* PROBLEM DETAILS
Pictures stay out of your copy, but everything else in the records below must be repeated exactly.

Coordinate annotation entries
===============

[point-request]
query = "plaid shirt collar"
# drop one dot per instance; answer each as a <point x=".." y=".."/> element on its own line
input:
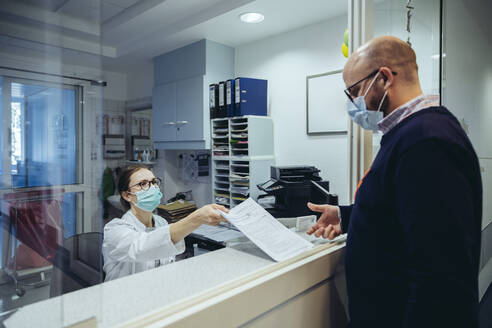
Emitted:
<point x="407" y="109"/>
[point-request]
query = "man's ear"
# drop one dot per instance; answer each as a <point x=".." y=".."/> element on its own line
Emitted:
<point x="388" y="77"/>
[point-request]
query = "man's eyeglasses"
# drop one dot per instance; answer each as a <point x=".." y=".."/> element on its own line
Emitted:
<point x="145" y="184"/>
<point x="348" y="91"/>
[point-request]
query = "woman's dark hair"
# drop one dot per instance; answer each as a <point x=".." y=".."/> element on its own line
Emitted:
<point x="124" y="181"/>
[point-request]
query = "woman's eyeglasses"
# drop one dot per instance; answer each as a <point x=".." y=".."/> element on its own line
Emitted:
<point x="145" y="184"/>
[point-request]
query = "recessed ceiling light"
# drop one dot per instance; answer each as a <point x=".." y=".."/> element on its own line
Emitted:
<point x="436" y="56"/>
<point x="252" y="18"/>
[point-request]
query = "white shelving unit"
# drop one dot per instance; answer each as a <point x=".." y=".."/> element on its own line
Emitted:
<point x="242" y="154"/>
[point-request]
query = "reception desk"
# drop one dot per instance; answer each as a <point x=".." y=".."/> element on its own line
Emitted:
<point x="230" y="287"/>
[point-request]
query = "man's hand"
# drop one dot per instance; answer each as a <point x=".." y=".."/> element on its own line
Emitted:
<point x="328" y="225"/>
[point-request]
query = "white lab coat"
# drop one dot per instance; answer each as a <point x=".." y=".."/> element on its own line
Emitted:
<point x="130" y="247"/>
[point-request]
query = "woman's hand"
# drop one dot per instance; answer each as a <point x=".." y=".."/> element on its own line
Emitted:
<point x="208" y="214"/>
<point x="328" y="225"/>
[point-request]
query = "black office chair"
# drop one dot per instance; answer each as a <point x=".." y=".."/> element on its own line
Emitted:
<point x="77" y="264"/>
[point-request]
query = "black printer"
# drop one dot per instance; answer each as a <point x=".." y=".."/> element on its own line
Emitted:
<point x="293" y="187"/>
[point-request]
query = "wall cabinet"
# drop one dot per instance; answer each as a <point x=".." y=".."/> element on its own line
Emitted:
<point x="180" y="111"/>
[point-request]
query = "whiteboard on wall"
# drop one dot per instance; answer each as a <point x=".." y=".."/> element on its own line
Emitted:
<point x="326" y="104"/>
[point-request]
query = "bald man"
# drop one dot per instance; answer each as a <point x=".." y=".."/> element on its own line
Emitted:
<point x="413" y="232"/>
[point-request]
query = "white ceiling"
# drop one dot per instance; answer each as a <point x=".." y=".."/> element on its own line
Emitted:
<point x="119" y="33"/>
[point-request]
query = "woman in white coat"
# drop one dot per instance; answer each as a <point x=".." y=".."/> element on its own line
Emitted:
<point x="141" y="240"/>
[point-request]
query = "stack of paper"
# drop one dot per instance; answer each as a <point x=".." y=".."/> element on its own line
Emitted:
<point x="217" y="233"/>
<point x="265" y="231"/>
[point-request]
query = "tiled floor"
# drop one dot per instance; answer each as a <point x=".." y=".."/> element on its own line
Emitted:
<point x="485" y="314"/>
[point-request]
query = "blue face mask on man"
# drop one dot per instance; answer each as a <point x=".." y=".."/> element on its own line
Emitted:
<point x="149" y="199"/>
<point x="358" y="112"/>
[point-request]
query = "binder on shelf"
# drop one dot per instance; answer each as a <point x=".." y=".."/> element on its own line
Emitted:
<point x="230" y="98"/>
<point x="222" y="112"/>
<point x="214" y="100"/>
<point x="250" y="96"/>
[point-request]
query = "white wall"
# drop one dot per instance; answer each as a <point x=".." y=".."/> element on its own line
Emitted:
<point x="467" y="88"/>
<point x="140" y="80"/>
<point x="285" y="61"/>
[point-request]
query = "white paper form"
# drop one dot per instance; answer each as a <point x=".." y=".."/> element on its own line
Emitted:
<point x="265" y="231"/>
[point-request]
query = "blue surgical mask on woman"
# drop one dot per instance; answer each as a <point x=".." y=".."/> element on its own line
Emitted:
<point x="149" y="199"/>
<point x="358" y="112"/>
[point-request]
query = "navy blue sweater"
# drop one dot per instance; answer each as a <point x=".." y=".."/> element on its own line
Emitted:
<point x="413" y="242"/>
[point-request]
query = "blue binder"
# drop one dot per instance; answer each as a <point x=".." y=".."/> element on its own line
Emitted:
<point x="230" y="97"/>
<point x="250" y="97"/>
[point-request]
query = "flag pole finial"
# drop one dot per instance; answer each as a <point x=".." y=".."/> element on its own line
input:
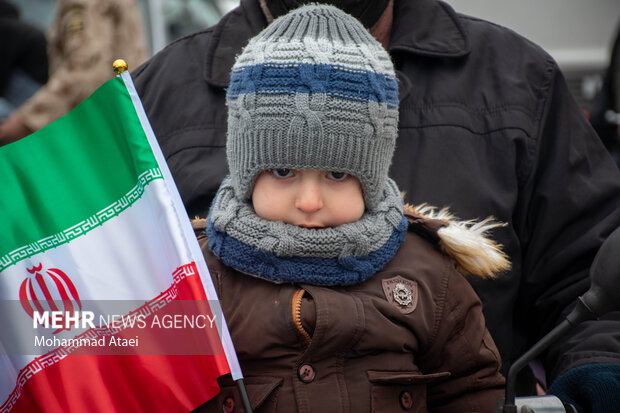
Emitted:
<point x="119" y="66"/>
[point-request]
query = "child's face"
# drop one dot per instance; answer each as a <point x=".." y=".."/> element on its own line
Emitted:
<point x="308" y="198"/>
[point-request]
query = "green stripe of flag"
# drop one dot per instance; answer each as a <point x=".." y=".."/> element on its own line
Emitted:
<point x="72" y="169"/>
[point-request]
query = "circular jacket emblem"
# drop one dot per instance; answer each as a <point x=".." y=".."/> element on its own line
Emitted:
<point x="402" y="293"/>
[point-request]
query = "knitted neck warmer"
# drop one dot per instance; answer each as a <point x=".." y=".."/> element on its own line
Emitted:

===============

* WORKED ANSWER
[point-request]
query = "plaid shirt collar"
# drop one dot per instance; answer each as a <point x=".." y=".."/> element on its own line
input:
Emitted:
<point x="407" y="109"/>
[point-request]
query = "man's ear"
# drop one dot per instance; answer each as a <point x=".." y=".."/> element on its own line
Emitted:
<point x="388" y="77"/>
[point-request]
query = "man's eyeglasses"
# drop one dot per instance; answer each as a <point x=".." y=".."/> element on its own line
Emitted:
<point x="145" y="184"/>
<point x="348" y="91"/>
[point-request]
query = "woman's dark hair"
# drop one dot per instance; answer each as a <point x=".." y=".."/> element on its own line
Emitted:
<point x="124" y="181"/>
[point-request]
query = "woman's eyeglasses"
# drop one dot per instance; answer each as a <point x=".." y=".."/> element on its own line
Emitted:
<point x="145" y="184"/>
[point-request]
query = "recessed ceiling light"
# drop one dot per instance; answer each as a <point x=".." y=".."/> element on its own line
Emitted:
<point x="436" y="56"/>
<point x="252" y="18"/>
[point-request]
query = "white shelving unit"
# drop one dot per instance; answer each as a <point x=".." y=".."/> element on its own line
Emitted:
<point x="242" y="154"/>
[point-request]
query = "reception desk"
# drop one dot per instance; answer each as a <point x=".." y=".."/> element on its own line
Emitted:
<point x="230" y="287"/>
[point-request]
query = "man's hand"
# drop one dot per instance; answer each as a <point x=".." y=".."/> element on its own line
Emitted:
<point x="328" y="225"/>
[point-request]
query = "white lab coat"
# drop one dot per instance; answer each as a <point x=".." y=".."/> element on its own line
Emitted:
<point x="130" y="247"/>
[point-request]
query = "woman's hand"
# drop one dot per instance; answer each as a <point x=".." y=".."/> element on its own line
Emitted:
<point x="208" y="214"/>
<point x="328" y="225"/>
[point-request]
query = "black office chair"
# drop one dot per instance; answer each as a <point x=".." y=".."/> element on its own line
Emitted:
<point x="77" y="264"/>
[point-request]
query = "black printer"
# drop one dot per instance; answer each as a <point x=".." y=".."/> element on its own line
Emitted:
<point x="293" y="187"/>
[point-request]
query = "wall cabinet"
# drop one dot per instance; answer each as a <point x=".." y=".."/> element on its own line
Emitted:
<point x="180" y="111"/>
[point-request]
query = "whiteboard on wall"
# drop one dot per instance; answer each as a <point x=".." y=".."/> element on its own line
Emitted:
<point x="326" y="104"/>
[point-request]
query = "bald man"
# drop one dot per instance; answer each as a <point x=".." y=".."/> element on its own line
Emitted:
<point x="413" y="232"/>
[point-request]
query = "white ceiling"
# drop one dot per instance; answer each as a <point x=".." y=".."/> element on its own line
Emitted:
<point x="119" y="33"/>
[point-request]
query = "woman in white coat"
# drop one dot per instance; answer each as a <point x=".." y=".."/> element on its own line
Emitted:
<point x="141" y="240"/>
[point-request]
query = "stack of paper"
# drop one dot per instance; answer each as a <point x=".." y=".."/> element on its own line
Emitted:
<point x="217" y="233"/>
<point x="265" y="231"/>
[point-request]
query = "tiled floor"
# drop one dot per instance; answer each as a <point x=".." y=".."/> element on its own line
Emitted:
<point x="485" y="314"/>
[point-request]
query = "blue face mask on man"
# drop one dot per instance; answer each as a <point x=".." y=".."/> element on its own line
Emitted:
<point x="149" y="199"/>
<point x="358" y="112"/>
[point-request]
query = "binder on shelf"
# drop one dot per instance; answer each as a <point x=".." y=".."/> element on its own line
Emitted:
<point x="230" y="98"/>
<point x="222" y="112"/>
<point x="214" y="100"/>
<point x="250" y="96"/>
[point-request]
query = "white wall"
# drop one dot per instance; answer each as a <point x=".." y=".."/> element on its own line
Emitted:
<point x="467" y="88"/>
<point x="140" y="80"/>
<point x="285" y="61"/>
[point-request]
query = "white paper form"
# drop one dot per instance; answer each as a <point x=".." y=".."/> element on its own line
Emitted:
<point x="265" y="231"/>
[point-request]
query = "blue surgical mask on woman"
# drop one dot per instance; answer each as a <point x=".." y=".."/> element on its own line
Emitted:
<point x="149" y="199"/>
<point x="358" y="112"/>
[point-request]
query = "navy blue sweater"
# drop one dot per instance; answer each as a <point x=".." y=".."/> element on its own line
Emitted:
<point x="413" y="242"/>
[point-request]
query = "blue binder"
# drop one dot per instance; answer each as a <point x=".." y=".."/> element on its own line
Emitted:
<point x="230" y="97"/>
<point x="250" y="97"/>
[point-request]
query = "flag pole finial"
# drop one dot per instance; answer each as a <point x=".." y=".."/> element on its own line
input:
Emitted:
<point x="119" y="66"/>
[point-request]
query = "child's face"
# drop one dot per instance; answer each as a <point x=".." y=".."/> element on its own line
Emitted:
<point x="308" y="198"/>
[point-request]
query = "green stripe of flag"
# drop one dot per instance; answer each as a <point x=".." y=".."/> element on its own line
Emitted:
<point x="72" y="169"/>
[point-request]
query = "circular jacket emblem"
# drop one dot per instance; answer each as a <point x=".." y=".."/> element on its own line
Emitted:
<point x="402" y="293"/>
[point-request]
query = "knitted neck warmer"
# drop one dot per instance; answer each as a <point x=".." y=".."/> element on its own line
Emitted:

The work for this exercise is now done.